[Entries from a dataset]
====

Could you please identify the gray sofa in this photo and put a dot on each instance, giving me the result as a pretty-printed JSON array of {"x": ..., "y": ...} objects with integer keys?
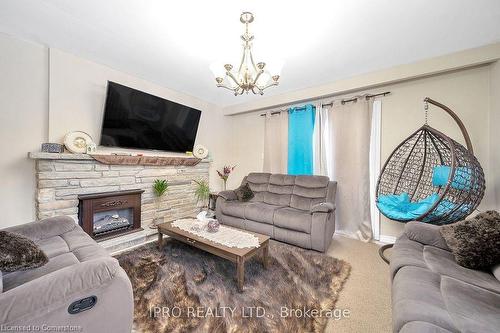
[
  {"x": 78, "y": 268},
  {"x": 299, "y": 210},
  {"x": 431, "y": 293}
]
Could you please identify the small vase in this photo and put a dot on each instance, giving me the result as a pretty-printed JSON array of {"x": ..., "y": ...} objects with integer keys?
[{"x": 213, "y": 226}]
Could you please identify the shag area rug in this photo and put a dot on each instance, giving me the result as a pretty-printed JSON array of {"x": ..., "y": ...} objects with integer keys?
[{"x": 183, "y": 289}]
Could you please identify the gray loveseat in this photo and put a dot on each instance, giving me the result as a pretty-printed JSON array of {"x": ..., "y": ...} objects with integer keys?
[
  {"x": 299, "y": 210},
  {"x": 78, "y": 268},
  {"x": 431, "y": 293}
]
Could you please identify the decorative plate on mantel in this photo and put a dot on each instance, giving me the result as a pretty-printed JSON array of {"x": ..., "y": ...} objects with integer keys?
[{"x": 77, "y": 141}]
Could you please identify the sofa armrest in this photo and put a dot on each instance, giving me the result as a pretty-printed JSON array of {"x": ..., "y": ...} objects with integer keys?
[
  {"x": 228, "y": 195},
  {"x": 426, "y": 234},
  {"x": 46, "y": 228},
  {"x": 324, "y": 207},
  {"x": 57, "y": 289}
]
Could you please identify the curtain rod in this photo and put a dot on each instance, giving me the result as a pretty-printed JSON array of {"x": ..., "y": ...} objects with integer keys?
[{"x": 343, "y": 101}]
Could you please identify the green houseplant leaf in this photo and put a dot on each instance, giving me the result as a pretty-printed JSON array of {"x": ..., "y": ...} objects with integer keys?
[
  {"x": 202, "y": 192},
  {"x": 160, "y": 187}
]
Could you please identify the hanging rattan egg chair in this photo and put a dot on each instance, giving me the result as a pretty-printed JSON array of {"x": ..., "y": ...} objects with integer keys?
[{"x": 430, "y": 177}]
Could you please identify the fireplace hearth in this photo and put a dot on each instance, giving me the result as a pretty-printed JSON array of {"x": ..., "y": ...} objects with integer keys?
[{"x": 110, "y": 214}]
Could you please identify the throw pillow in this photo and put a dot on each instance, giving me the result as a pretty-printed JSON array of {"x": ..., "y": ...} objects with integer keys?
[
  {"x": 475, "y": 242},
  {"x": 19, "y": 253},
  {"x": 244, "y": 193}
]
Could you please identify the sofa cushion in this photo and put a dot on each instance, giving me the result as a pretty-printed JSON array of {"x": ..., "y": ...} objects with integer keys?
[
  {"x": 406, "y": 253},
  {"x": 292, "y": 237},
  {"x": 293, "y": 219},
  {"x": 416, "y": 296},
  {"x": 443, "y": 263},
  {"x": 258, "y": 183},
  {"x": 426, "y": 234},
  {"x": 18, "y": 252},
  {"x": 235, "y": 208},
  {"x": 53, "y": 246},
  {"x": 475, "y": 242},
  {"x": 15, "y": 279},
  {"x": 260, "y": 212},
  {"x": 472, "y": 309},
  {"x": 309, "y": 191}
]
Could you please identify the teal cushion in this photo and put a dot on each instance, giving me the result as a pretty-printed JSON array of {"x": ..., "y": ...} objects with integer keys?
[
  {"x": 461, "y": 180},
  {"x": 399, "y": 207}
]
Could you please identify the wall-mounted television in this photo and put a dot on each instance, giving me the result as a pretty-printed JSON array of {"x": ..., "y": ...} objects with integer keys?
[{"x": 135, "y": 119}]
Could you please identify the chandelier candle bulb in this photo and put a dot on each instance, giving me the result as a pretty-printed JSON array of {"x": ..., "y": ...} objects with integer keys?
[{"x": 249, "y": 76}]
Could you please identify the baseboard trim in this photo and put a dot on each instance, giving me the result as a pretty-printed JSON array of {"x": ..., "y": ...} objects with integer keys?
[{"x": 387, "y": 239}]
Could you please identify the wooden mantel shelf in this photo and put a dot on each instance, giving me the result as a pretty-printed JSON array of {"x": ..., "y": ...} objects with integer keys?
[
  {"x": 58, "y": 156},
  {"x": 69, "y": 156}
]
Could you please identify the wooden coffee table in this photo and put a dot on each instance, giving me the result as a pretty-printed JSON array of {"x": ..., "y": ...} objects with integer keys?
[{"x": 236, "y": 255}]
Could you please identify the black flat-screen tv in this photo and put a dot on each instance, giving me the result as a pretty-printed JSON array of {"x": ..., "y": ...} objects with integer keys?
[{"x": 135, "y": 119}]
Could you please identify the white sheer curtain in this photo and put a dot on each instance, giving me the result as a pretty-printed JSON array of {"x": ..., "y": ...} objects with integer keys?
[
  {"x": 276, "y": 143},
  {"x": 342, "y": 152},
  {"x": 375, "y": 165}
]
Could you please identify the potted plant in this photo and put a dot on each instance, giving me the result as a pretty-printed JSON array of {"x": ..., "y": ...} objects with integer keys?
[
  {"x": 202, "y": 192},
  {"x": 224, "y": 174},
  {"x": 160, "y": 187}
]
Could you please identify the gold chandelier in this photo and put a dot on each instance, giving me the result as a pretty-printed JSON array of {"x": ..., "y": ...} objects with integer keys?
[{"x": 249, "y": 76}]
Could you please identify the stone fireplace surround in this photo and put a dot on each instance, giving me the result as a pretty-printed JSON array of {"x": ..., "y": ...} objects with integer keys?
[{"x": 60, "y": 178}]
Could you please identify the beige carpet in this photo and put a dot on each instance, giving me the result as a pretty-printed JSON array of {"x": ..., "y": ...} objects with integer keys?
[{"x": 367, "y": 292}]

====

*AIM*
Write out the whole listing above word for word, from start to finish, but leave out the pictures.

*RESULT FOR THIS EXERCISE*
Could you please identify the gray sofa in this photo and put a dot on each instance, giving me the result as a pretty-printed JSON array of {"x": ..., "y": ...} objects with integer keys?
[
  {"x": 78, "y": 268},
  {"x": 299, "y": 210},
  {"x": 431, "y": 293}
]
Could you please identify the small vase in this photo and put a dot on each instance, giving me the result as a pretty-printed JSON array of {"x": ..., "y": ...} objects with integer keys?
[{"x": 213, "y": 226}]
Could you please identify the shag area rug in this photo and put a dot on each instance, giving me the result as a pretty-printed JSON array of {"x": ..., "y": ...} objects with integer keys?
[{"x": 183, "y": 289}]
Could you please identify the gray loveseat in this photo and put a dot on each instance, giving me the result as a pretty-printed JSON array of {"x": ..., "y": ...} objects with integer keys?
[
  {"x": 299, "y": 210},
  {"x": 78, "y": 268},
  {"x": 431, "y": 293}
]
Could you please identify the decorative plate on mantel in this photo and put a dot on each instance, giving me the result as a pretty-printed JSON array of {"x": ..., "y": ...} objects with integer keys?
[{"x": 77, "y": 141}]
Could you please identify the sofa armrest in this photo and put a dot on each instance, giving me the result as a pretty-printed JSON array of {"x": ..., "y": ...} objects with integer keys?
[
  {"x": 228, "y": 195},
  {"x": 426, "y": 234},
  {"x": 46, "y": 228},
  {"x": 324, "y": 207},
  {"x": 57, "y": 289}
]
Could you please identify the curtain rod in this photo and put a dot on each instance, giving me the result as a pretty-printed JSON array of {"x": ..., "y": ...} objects with integer keys?
[{"x": 343, "y": 101}]
Could you please identify the green houseplant leaf in this photo and put a dot on each instance, giving me the result as a pretty-printed JSON array of {"x": ..., "y": ...} objects with integer keys?
[
  {"x": 202, "y": 192},
  {"x": 160, "y": 187}
]
Could you please identify the hanging rattan egg chair in this photo and put a dot on each instance, giving me the result as a pretty-printed JSON array of {"x": ..., "y": ...} objects with integer keys?
[{"x": 430, "y": 177}]
Could you please identify the fireplace hearth in this photo and put a dot on each instance, giving me the result as a pretty-printed JSON array of {"x": ..., "y": ...} objects with integer keys?
[{"x": 110, "y": 214}]
Could you please identify the throw pillow in this photo and put a dot on each instance, giving me the result as a pretty-printed JSON array of {"x": ..., "y": ...} objects with integer keys?
[
  {"x": 475, "y": 242},
  {"x": 19, "y": 253},
  {"x": 244, "y": 193}
]
Could you please identify the sofa cushion in this photo and put a dot on each instance, giving me the result as a pretty-printed JSON array of {"x": ..., "y": ...} objects with integer keys?
[
  {"x": 406, "y": 253},
  {"x": 292, "y": 237},
  {"x": 293, "y": 219},
  {"x": 416, "y": 296},
  {"x": 443, "y": 263},
  {"x": 258, "y": 183},
  {"x": 426, "y": 234},
  {"x": 18, "y": 252},
  {"x": 235, "y": 208},
  {"x": 53, "y": 246},
  {"x": 475, "y": 242},
  {"x": 15, "y": 279},
  {"x": 260, "y": 212},
  {"x": 472, "y": 309},
  {"x": 309, "y": 191}
]
Could you please identify the teal cushion in this photo and put a dot on each instance, giving me the result as a pretty-printed JSON array of {"x": ..., "y": ...} objects with integer keys?
[
  {"x": 461, "y": 180},
  {"x": 399, "y": 207}
]
Could you please identify the wall-mounted television in this photo and put a dot on each instance, giving me the result as a pretty-printed JSON array of {"x": ..., "y": ...} objects with integer keys?
[{"x": 135, "y": 119}]
Could you please identify the chandelier candle bulb in this photo and put a dot on each instance, giving me the result as a pretty-printed JSON array of {"x": ..., "y": ...} objects with integer keys?
[{"x": 249, "y": 76}]
Could you please identify the baseboard trim in this photo and put a dot on each instance, giving me the result as a pretty-printed JSON array of {"x": ..., "y": ...} objects with integer keys?
[{"x": 387, "y": 239}]
Could you please identify the wooden mantel shelf in this photo and put a dot on each instance, giving me the result as a pretty-printed JSON array of {"x": ..., "y": ...} objects with integer keys?
[
  {"x": 58, "y": 156},
  {"x": 69, "y": 156}
]
Could you please identify the wooden coffee table in this photo and put a dot on each instance, giving me the result as a pretty-printed JSON array of {"x": ..., "y": ...} objects with integer keys?
[{"x": 236, "y": 255}]
Could you please identify the black flat-screen tv in this photo and put a dot on each instance, giving me the result as a pretty-printed JSON array of {"x": ..., "y": ...} objects with integer keys?
[{"x": 135, "y": 119}]
Could you please identify the white sheer curtain in this photo and put a dot on each instance, giving me the result as a pretty-printed JSON array of {"x": ..., "y": ...} objects with integer keys?
[
  {"x": 276, "y": 143},
  {"x": 342, "y": 152},
  {"x": 375, "y": 165}
]
Could you please identify the potted plant in this photo and put a dot on each instance, giving me the result as a pretty-printed JSON array of {"x": ..., "y": ...} objects with integer keys?
[
  {"x": 202, "y": 192},
  {"x": 224, "y": 174},
  {"x": 160, "y": 187}
]
Could you please identify the gold chandelier in this photo and put a dot on each instance, giving me the result as a pretty-printed JSON array of {"x": ..., "y": ...} objects with integer keys?
[{"x": 249, "y": 76}]
Could you please identify the stone fireplace surround in this photo and put a dot on each instance, giving me the result as a pretty-printed JSON array of {"x": ..., "y": ...} objects with integer keys?
[{"x": 60, "y": 178}]
Could you please identify the beige carpet in this photo and put a dot on each instance, giving me the result as a pretty-printed JSON array of {"x": ..., "y": ...} objects with integer keys?
[{"x": 367, "y": 292}]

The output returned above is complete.